Items from a segmentation dataset:
------------------------------------------------

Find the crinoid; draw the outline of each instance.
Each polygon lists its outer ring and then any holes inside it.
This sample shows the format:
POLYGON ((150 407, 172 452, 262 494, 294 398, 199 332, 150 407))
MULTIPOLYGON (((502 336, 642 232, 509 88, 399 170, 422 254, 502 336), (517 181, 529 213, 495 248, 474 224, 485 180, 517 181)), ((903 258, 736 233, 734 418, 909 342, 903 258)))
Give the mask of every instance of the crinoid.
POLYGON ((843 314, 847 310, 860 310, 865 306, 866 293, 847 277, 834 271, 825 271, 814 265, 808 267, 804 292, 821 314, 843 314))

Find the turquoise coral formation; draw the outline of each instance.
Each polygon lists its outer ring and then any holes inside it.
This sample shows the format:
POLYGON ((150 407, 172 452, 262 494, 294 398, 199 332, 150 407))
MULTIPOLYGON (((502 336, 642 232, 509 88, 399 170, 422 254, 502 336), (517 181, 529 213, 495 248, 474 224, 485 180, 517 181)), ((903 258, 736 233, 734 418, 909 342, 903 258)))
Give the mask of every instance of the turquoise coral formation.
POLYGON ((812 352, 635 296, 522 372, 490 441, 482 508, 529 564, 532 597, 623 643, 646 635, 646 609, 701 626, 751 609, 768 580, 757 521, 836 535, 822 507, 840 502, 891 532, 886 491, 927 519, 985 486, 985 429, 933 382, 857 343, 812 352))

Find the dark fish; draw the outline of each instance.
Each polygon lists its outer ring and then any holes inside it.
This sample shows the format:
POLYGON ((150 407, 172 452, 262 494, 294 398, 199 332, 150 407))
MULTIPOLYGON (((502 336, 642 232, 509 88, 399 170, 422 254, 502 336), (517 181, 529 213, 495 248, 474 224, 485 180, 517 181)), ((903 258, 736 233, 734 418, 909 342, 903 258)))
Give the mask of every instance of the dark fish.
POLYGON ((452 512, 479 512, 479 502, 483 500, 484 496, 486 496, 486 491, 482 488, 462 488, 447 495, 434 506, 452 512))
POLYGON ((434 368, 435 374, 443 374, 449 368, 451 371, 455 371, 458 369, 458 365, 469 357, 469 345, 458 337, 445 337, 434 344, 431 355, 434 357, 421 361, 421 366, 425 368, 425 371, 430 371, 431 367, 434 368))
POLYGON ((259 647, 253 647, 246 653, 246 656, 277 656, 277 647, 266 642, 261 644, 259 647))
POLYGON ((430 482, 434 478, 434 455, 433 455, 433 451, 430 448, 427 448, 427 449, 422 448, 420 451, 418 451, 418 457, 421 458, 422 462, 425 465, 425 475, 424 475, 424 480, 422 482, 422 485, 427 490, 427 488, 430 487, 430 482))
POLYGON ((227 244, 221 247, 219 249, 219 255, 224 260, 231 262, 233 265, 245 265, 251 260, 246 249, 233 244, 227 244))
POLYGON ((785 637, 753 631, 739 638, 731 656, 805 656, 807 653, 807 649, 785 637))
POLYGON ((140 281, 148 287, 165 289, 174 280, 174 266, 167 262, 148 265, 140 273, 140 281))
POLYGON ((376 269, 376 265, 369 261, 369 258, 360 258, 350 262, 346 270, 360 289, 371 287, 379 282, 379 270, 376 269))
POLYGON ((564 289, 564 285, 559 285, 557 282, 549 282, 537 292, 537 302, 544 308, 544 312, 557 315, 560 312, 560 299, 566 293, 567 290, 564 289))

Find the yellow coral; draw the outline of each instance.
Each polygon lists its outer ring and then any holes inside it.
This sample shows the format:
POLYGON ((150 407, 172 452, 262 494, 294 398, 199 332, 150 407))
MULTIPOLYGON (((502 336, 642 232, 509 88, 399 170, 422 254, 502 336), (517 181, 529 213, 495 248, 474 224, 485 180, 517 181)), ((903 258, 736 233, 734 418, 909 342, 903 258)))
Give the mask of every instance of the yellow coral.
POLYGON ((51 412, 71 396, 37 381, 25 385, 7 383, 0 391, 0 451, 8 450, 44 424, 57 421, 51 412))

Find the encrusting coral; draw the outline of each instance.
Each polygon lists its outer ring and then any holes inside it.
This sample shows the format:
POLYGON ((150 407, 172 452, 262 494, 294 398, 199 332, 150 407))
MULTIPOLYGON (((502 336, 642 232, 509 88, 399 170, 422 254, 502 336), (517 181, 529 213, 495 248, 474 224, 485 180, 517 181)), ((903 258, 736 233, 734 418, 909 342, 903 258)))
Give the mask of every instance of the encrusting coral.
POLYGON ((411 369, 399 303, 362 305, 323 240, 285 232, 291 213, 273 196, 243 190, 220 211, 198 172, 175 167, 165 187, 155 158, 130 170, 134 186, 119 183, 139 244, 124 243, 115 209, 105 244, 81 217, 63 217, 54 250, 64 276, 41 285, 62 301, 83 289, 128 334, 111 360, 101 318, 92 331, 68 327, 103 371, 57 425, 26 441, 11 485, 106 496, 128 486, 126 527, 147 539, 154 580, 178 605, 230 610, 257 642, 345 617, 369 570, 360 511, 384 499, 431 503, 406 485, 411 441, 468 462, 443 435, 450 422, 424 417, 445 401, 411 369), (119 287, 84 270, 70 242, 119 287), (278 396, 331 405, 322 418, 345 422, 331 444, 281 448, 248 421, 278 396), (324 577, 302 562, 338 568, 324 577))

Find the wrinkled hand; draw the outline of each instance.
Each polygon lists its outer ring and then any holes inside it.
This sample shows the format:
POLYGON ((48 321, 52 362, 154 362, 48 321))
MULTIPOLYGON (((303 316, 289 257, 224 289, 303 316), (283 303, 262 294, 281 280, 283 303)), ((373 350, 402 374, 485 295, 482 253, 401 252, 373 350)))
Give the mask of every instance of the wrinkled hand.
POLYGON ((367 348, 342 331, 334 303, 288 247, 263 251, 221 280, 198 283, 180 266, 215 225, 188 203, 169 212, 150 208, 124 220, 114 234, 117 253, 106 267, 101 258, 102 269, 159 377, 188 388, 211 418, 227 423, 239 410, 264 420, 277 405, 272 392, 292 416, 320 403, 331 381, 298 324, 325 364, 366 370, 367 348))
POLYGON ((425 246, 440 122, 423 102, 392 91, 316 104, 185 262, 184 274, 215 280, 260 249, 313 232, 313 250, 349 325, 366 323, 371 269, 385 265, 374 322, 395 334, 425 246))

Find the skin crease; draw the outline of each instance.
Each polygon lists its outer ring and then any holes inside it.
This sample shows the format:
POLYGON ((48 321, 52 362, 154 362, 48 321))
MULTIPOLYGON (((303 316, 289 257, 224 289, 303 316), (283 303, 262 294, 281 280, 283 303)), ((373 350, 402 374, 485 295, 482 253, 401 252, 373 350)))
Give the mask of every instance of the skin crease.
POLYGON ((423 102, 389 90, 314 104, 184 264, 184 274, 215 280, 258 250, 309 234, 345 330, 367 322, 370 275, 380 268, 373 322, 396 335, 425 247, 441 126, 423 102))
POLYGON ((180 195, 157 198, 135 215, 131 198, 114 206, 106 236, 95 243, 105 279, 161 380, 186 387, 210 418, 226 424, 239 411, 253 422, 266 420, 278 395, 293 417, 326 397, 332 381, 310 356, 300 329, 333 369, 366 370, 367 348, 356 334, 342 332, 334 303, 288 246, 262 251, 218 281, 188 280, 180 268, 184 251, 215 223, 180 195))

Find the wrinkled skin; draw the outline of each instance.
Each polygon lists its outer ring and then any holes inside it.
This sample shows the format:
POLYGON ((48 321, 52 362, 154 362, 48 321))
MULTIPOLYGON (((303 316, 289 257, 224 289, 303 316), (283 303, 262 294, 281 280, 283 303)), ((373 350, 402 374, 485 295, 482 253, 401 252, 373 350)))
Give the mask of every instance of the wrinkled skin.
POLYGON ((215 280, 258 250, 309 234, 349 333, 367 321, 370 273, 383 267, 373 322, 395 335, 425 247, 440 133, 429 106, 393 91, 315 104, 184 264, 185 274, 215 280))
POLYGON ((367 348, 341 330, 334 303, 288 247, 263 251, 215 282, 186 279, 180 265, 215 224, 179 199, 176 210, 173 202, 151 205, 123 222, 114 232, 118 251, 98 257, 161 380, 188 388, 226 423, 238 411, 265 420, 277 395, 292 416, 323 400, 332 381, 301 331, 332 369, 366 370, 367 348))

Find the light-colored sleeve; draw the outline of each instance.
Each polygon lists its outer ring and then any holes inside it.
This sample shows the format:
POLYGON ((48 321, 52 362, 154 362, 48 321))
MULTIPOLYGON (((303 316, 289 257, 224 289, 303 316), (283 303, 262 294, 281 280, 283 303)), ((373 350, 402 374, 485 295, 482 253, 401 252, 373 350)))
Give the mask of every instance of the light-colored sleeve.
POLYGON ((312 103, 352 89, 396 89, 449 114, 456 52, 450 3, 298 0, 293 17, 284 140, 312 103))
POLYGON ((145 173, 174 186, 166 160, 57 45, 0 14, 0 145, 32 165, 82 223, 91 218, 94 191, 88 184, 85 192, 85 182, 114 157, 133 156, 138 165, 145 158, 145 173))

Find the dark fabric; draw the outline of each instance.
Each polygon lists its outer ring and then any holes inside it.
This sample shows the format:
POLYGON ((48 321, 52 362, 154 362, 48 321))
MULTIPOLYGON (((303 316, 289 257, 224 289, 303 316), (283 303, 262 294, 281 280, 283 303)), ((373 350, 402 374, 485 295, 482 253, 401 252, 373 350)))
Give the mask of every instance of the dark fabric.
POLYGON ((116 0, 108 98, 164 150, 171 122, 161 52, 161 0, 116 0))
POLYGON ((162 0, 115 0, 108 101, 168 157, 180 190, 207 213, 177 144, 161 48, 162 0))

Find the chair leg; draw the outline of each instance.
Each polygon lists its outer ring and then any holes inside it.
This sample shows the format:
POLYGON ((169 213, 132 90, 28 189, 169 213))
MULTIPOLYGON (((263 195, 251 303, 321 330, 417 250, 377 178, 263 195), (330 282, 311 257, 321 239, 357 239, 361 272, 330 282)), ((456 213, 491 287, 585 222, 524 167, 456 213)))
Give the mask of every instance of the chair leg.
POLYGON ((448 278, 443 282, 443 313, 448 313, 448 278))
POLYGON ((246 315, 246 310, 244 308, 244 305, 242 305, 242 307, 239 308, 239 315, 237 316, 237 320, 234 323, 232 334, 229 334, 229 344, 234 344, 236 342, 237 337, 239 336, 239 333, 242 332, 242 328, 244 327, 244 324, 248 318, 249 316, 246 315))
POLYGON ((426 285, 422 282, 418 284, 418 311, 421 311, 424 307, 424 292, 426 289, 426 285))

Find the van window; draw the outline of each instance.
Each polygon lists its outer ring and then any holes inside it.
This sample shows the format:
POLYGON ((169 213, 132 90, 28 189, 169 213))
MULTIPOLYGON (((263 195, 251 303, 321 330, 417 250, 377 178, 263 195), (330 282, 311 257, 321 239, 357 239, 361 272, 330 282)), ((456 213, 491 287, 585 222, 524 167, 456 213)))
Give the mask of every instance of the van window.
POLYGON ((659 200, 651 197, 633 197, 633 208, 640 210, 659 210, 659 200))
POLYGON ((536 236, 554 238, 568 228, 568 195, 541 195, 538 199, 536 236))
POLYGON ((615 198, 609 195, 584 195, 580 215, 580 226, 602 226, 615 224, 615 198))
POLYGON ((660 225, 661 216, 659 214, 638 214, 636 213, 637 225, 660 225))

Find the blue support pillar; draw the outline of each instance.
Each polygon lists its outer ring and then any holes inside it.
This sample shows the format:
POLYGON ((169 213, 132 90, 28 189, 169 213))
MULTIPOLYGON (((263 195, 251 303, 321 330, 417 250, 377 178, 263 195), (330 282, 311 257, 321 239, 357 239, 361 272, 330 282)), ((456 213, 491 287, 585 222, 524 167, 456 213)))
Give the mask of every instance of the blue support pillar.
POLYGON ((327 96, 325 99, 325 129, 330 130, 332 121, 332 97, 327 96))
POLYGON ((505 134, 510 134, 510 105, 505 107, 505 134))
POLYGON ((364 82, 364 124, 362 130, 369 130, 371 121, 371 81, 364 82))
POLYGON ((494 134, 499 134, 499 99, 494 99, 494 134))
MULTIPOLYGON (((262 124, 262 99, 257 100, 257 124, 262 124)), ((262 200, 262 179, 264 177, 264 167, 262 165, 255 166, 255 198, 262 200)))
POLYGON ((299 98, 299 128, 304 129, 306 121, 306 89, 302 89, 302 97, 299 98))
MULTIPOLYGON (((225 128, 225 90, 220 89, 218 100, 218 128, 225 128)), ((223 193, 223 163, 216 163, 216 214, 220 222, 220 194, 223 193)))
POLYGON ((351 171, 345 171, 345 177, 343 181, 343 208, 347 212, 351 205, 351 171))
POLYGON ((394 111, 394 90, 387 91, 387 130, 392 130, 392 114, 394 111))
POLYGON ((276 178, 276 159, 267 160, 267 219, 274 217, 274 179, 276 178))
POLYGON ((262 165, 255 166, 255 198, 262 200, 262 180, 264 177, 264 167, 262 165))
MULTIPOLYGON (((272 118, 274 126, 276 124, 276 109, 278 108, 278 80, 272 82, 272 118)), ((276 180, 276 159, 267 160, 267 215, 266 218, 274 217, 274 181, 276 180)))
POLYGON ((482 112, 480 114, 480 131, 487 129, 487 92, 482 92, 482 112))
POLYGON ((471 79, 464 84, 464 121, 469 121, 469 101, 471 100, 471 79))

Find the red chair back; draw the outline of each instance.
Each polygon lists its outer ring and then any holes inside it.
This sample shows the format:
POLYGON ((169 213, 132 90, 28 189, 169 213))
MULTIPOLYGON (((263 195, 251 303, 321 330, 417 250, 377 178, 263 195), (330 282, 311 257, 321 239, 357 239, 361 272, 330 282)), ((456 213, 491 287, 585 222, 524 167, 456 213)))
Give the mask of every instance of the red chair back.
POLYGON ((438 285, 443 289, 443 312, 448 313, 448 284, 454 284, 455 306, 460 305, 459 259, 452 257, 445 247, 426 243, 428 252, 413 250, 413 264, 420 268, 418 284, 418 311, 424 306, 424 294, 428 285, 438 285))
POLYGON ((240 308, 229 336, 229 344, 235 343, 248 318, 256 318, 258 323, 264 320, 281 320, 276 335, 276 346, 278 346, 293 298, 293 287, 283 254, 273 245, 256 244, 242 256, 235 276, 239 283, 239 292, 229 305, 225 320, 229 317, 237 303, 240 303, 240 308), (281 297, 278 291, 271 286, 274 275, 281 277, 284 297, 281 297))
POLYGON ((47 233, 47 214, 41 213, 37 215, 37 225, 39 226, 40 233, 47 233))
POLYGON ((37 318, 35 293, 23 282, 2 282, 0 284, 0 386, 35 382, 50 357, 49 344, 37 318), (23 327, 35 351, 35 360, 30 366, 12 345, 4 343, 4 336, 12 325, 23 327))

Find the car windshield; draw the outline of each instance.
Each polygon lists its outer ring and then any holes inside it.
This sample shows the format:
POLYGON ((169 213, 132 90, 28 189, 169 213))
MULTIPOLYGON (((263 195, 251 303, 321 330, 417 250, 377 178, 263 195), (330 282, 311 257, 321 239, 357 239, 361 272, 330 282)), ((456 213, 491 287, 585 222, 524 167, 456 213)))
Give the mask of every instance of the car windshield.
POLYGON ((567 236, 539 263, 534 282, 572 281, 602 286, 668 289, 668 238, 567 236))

------------------------------------------------

## Exercise instructions
Copy out the lines above, starting with the line containing "Find the blue" and going on through the line containing "POLYGON ((351 171, 345", both ends included.

## Task result
Find the blue support pillar; draw the outline of each instance.
Each polygon lists its outer ring and then any holes inside it.
This sample shows the format:
POLYGON ((169 213, 132 90, 28 189, 169 213))
MULTIPOLYGON (((263 195, 251 303, 321 330, 417 250, 377 178, 263 195), (330 282, 311 257, 321 239, 357 239, 361 272, 330 282)), ((456 213, 491 287, 585 222, 524 167, 456 213)))
Give the mask of every instance of the blue support pillar.
POLYGON ((327 96, 325 99, 325 129, 330 130, 332 121, 332 97, 327 96))
POLYGON ((505 134, 510 134, 510 105, 505 107, 505 134))
POLYGON ((364 82, 364 124, 362 130, 369 130, 371 121, 371 81, 364 82))
POLYGON ((494 134, 499 134, 499 99, 494 99, 494 134))
MULTIPOLYGON (((262 124, 262 99, 257 100, 257 124, 262 124)), ((262 200, 262 179, 264 177, 264 167, 262 165, 255 166, 255 198, 262 200)))
POLYGON ((299 98, 299 128, 304 129, 306 121, 306 89, 302 89, 302 97, 299 98))
MULTIPOLYGON (((225 128, 225 90, 220 89, 218 100, 218 128, 225 128)), ((223 193, 223 163, 216 163, 216 214, 220 222, 220 194, 223 193)))
POLYGON ((351 171, 345 171, 345 177, 343 181, 343 208, 347 212, 351 205, 351 171))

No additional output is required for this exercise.